═══ PAGE TEXT

The Primary and Secondary Calibration on Active Layer (PASCAL) program addresses the issue of long-term calibration drift of MEMS inertial sensors by providing in situ self-calibration, either physically or electronically. On-chip calibration enables periodic internal error correction to reduce drift and temperature sensitivity, thereby improving performance and eliminating the need for periodic re-calibration data or field component replacement. The objective of the program is to demonstrate self-calibration of gyroscope bias and scale factor with relative stability of 1 ppm over a one-month measurement cycle.
The single-chip Timing and Inertial Measurement Unit (TIMU) addresses the challenges associated with integration of MEMS inertial sensors. DARPA is working on tiny timing and inertial measurement units (TIMUs) for backup to GPS in applications including personnel tracking, handheld navigation, small-diameter munitions, and small airborne platforms.
“Our goal for TIMUs is to develop a tactical-grade IMU based on MEMS technology, including simultaneous cofabrication of three gyroscopes and three accelerometers with unprecedented SWaP-C gains,” Lutwak says. “As our TIMU efforts wind down, DARPA is working with other DoD entities to transition the technology.”
Micro-PNT integrates a highly accurate master timing clock into an IMU (Inertial Measurement Unit) chip, making it a “TIMU” (“Timing & Inertial Measurement Unit”) chip. So these TIMU chips for Micro-PNT have an integrated 3-axis gyroscope, a 3-axis accelerometer, and a 3-axis magnetometer. Together with the integrated highly accurate master timing clock, it simultaneously measures the tracked movement and combines that with timing from the synchronized clock. With sensor fusion, it does absolute position tracking, all without external transmitters or transceivers.

══════
═══ PROVIDED MATERIAL

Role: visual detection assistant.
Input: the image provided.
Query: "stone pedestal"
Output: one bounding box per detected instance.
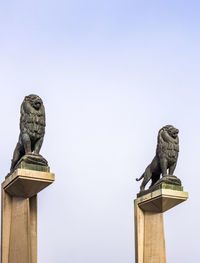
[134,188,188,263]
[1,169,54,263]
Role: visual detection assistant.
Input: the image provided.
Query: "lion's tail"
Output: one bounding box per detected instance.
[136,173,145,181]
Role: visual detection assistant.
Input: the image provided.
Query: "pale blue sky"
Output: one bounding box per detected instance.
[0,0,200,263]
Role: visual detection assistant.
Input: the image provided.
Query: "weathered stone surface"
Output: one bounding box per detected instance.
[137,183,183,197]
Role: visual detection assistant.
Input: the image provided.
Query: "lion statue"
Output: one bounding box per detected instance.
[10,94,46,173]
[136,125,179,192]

══════
═══ PROVIDED MATERIAL

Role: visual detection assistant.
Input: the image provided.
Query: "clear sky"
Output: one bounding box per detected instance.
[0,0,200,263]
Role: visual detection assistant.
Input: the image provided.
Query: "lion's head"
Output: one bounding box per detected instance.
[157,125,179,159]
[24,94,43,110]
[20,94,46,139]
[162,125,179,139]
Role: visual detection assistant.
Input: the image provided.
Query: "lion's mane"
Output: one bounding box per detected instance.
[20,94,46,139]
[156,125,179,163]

══════
═══ PROVIDED MATERIAL

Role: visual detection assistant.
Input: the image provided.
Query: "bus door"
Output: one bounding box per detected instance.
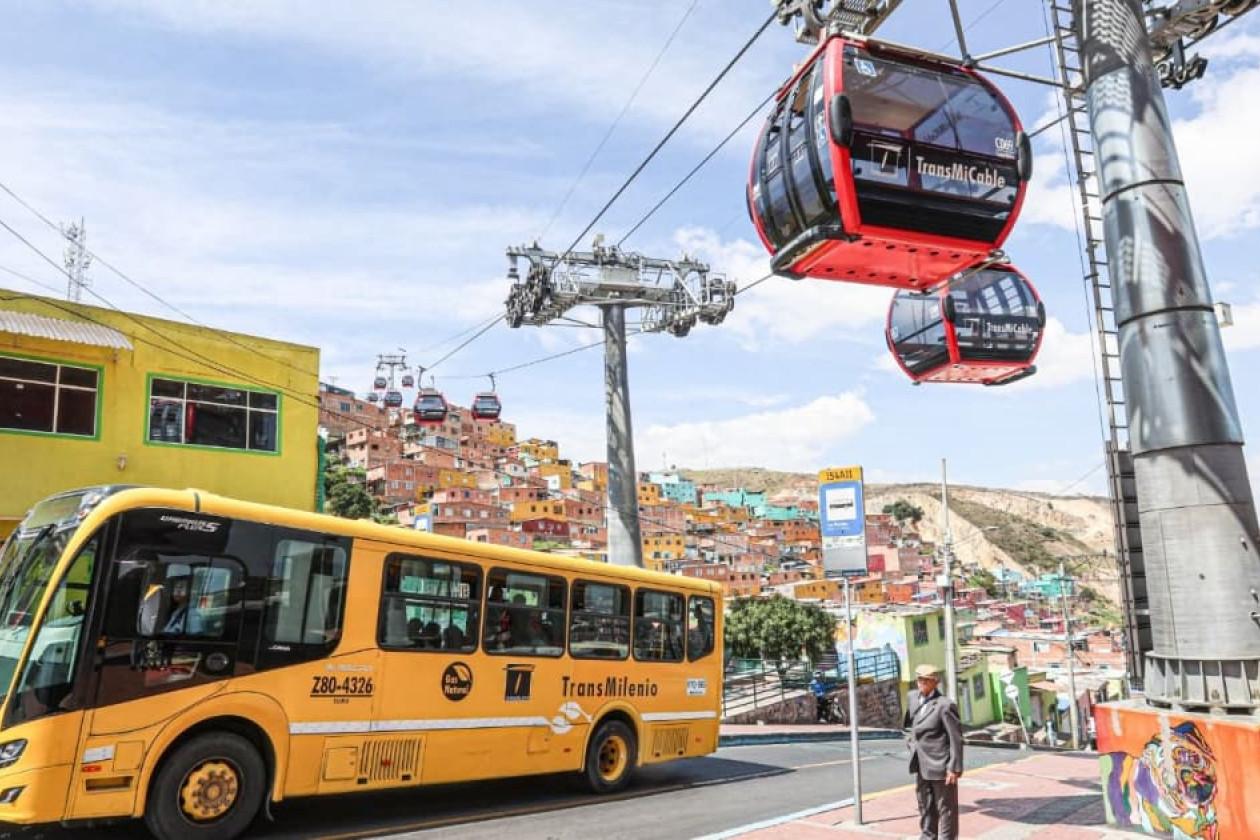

══════

SHORT TASK: Please write out the passage on MEMS timing and inertial measurement chips word for word, in full.

RESULT OF THIS EXERCISE:
The Primary and Secondary Calibration on Active Layer (PASCAL) program addresses the issue of long-term calibration drift of MEMS inertial sensors by providing in situ self-calibration, either physically or electronically. On-chip calibration enables periodic internal error correction to reduce drift and temperature sensitivity, thereby improving performance and eliminating the need for periodic re-calibration data or field component replacement. The objective of the program is to demonstrate self-calibration of gyroscope bias and scale factor with relative stability of 1 ppm over a one-month measurement cycle.
The single-chip Timing and Inertial Measurement Unit (TIMU) addresses the challenges associated with integration of MEMS inertial sensors. DARPA is working on tiny timing and inertial measurement units (TIMUs) for backup to GPS in applications including personnel tracking, handheld navigation, small-diameter munitions, and small airborne platforms.
“Our goal for TIMUs is to develop a tactical-grade IMU based on MEMS technology, including simultaneous cofabrication of three gyroscopes and three accelerometers with unprecedented SWaP-C gains,” Lutwak says. “As our TIMU efforts wind down, DARPA is working with other DoD entities to transition the technology.”
Micro-PNT integrates a highly accurate master timing clock into an IMU (Inertial Measurement Unit) chip, making it a “TIMU” (“Timing & Inertial Measurement Unit”) chip. So these TIMU chips for Micro-PNT have an integrated 3-axis gyroscope, a 3-axis accelerometer, and a 3-axis magnetometer. Together with the integrated highly accurate master timing clock, it simultaneously measures the tracked movement and combines that with timing from the synchronized clock. With sensor fusion, it does absolute position tracking, all without external transmitters or transceivers.